▸ **EXTRACTED DATA**:
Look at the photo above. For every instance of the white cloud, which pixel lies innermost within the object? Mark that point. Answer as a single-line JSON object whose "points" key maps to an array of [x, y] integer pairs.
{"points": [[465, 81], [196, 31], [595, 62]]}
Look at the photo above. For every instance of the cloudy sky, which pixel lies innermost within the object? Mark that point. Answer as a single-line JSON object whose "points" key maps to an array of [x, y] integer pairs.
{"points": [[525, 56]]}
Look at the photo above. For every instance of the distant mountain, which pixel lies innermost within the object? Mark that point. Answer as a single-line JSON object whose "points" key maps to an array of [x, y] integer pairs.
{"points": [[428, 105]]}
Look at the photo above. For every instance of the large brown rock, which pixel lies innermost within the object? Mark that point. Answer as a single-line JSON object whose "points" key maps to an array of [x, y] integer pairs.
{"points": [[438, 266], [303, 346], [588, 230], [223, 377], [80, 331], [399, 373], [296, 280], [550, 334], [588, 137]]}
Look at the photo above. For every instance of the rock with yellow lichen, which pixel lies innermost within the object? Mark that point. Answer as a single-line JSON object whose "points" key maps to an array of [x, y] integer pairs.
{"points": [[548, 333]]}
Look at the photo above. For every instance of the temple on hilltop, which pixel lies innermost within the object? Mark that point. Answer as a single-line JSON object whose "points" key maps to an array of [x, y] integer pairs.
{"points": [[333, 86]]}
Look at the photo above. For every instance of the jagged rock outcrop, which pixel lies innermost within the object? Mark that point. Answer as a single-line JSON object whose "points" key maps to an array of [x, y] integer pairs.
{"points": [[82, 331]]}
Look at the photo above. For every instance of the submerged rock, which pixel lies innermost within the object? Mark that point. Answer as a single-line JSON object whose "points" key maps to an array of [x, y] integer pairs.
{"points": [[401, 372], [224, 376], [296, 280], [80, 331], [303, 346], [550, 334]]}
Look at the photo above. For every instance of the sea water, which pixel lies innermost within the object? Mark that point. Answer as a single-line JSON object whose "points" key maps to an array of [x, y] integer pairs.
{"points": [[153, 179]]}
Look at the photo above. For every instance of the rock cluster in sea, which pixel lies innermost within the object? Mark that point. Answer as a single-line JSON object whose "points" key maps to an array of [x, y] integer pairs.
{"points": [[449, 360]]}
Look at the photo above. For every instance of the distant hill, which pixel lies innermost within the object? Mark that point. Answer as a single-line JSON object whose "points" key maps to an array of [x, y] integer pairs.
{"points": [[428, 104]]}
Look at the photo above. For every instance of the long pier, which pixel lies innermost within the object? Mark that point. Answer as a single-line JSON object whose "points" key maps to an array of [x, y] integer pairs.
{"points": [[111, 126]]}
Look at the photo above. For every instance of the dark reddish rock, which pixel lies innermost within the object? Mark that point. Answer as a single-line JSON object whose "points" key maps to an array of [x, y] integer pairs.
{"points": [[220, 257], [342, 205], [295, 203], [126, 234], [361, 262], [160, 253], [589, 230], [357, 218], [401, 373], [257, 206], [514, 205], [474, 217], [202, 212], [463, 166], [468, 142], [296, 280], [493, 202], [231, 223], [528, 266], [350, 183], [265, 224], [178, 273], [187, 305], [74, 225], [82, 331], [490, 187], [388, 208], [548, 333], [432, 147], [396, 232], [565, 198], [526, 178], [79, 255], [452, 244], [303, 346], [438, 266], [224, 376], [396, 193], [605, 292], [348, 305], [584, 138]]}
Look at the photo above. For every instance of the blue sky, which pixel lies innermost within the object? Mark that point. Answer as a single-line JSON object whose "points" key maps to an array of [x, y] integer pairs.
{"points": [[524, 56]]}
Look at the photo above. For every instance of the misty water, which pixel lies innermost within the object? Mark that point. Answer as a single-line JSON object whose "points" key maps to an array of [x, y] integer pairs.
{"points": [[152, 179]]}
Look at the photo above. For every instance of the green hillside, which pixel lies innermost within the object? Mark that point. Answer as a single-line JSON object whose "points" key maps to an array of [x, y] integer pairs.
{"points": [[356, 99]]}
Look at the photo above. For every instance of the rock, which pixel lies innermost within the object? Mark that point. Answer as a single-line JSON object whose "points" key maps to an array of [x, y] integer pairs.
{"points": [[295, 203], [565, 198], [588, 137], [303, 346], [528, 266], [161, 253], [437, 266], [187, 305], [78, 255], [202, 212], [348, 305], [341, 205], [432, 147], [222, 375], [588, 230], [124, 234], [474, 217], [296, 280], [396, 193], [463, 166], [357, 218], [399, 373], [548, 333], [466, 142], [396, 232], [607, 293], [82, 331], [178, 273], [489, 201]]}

▸ **GOAL**: Copy exactly the line containing "the rock, which" and every line after it, ending with the last line of the records above.

▸ **ANSWER**:
Look at the photo above. For every instance of the rock, which pixel lies innermost within the object? Mark that point. Answer as a single-line JSON object whose "points" key maps to an array of [x, y] integer pairs.
{"points": [[295, 203], [565, 198], [588, 137], [303, 346], [528, 266], [161, 253], [437, 266], [187, 305], [78, 255], [202, 212], [348, 305], [341, 205], [432, 147], [222, 375], [588, 230], [124, 234], [474, 217], [296, 280], [396, 193], [463, 166], [357, 218], [399, 373], [548, 333], [466, 142], [396, 232], [607, 293], [82, 331], [178, 273], [489, 201]]}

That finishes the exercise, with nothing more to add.